**Instruction**
Could you format all of the data below as a numbered list, omitting blank lines and leaving the pictures out?

[start Records for this exercise]

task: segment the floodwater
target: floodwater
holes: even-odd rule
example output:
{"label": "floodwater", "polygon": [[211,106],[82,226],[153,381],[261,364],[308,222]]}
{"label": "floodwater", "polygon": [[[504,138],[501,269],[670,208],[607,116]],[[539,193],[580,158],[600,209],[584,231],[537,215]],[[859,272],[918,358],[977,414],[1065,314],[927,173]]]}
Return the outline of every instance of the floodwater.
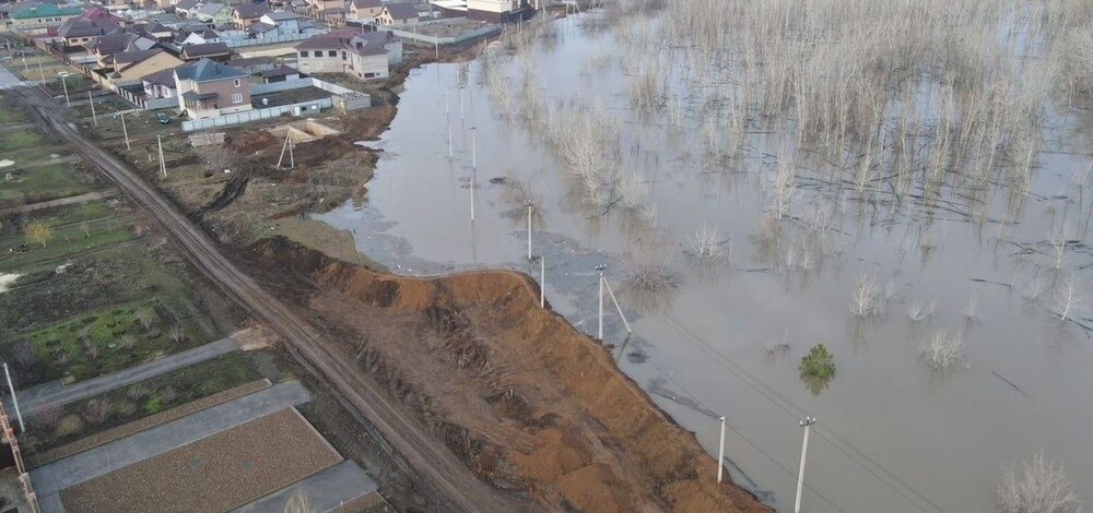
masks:
{"label": "floodwater", "polygon": [[[542,133],[498,114],[481,58],[414,70],[391,130],[364,143],[384,150],[366,205],[315,217],[351,230],[360,251],[396,272],[512,267],[538,278],[524,206],[496,179],[532,184],[542,205],[532,250],[545,259],[551,306],[595,335],[595,267],[606,264],[634,331],[625,339],[608,299],[604,339],[618,346],[620,367],[710,454],[716,416],[725,415],[730,474],[779,511],[792,510],[806,415],[819,425],[804,511],[992,511],[1001,468],[1039,450],[1093,498],[1093,341],[1053,313],[1071,276],[1080,296],[1093,297],[1082,274],[1090,258],[1072,242],[1056,271],[1049,251],[1029,250],[1043,248],[1060,216],[1079,208],[1066,199],[1077,190],[1070,174],[1089,163],[1070,153],[1083,143],[1073,129],[1047,134],[1014,223],[998,220],[1004,194],[978,222],[942,212],[925,228],[909,210],[850,204],[818,246],[791,220],[769,220],[777,152],[766,148],[777,143],[759,142],[710,170],[696,123],[672,133],[663,116],[631,108],[623,73],[606,64],[610,36],[586,33],[579,16],[556,24],[559,44],[530,52],[522,65],[538,70],[548,103],[577,98],[620,120],[623,167],[648,184],[655,227],[650,216],[583,204]],[[809,205],[806,194],[787,217],[806,216]],[[718,229],[731,259],[689,259],[687,236],[703,225]],[[671,283],[648,294],[627,287],[630,270],[650,260],[668,262]],[[862,274],[875,276],[883,313],[850,313]],[[922,319],[913,321],[916,301]],[[1091,323],[1081,305],[1074,311],[1071,318]],[[948,371],[918,353],[939,330],[965,343]],[[819,342],[837,365],[825,386],[802,382],[798,371]]]}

[end Records for this exercise]

**Result of the task**
1. task: segment the floodwater
2. target: floodwater
3. holes: even-odd rule
4. example output:
5. {"label": "floodwater", "polygon": [[211,106],[82,226],[153,381],[261,364],[308,222]]}
6. {"label": "floodwater", "polygon": [[[504,138],[501,269],[670,208],[607,116]],[[539,193],[580,158],[600,209],[584,231],[537,215]],[[859,272],[918,358],[977,414],[1065,314],[927,173]]]}
7. Return the outline of every instance of the floodwater.
8. masks:
9. {"label": "floodwater", "polygon": [[[542,133],[498,114],[481,58],[414,70],[391,130],[364,143],[384,150],[366,205],[315,217],[351,230],[360,251],[396,272],[512,267],[538,278],[524,206],[496,179],[532,184],[542,205],[532,250],[545,259],[551,306],[595,335],[595,267],[606,264],[634,331],[625,339],[608,299],[604,339],[618,346],[620,367],[710,454],[716,416],[725,415],[730,474],[779,511],[792,510],[806,415],[819,425],[804,511],[992,511],[1001,468],[1039,450],[1093,498],[1093,341],[1053,313],[1071,276],[1080,296],[1093,297],[1082,274],[1090,258],[1072,242],[1056,271],[1049,251],[1029,250],[1043,248],[1060,216],[1079,208],[1066,199],[1077,190],[1070,174],[1089,163],[1070,153],[1083,143],[1073,129],[1047,134],[1014,223],[998,220],[1004,194],[978,222],[942,212],[925,228],[909,210],[850,204],[818,246],[791,220],[769,220],[777,152],[766,148],[777,143],[759,142],[710,170],[696,123],[672,133],[663,116],[631,108],[623,73],[606,64],[610,36],[586,33],[579,16],[556,24],[559,44],[530,52],[522,65],[538,70],[548,103],[577,98],[620,120],[623,167],[648,184],[655,227],[650,216],[583,204]],[[809,205],[806,194],[787,217],[806,216]],[[718,229],[731,259],[689,259],[687,236],[703,225]],[[671,283],[648,294],[627,287],[630,270],[650,260],[668,262]],[[862,274],[875,276],[883,313],[850,313]],[[922,319],[913,321],[916,301]],[[1091,323],[1081,305],[1074,311],[1071,318]],[[948,371],[918,353],[939,330],[965,343]],[[819,342],[837,365],[825,386],[802,382],[798,371]]]}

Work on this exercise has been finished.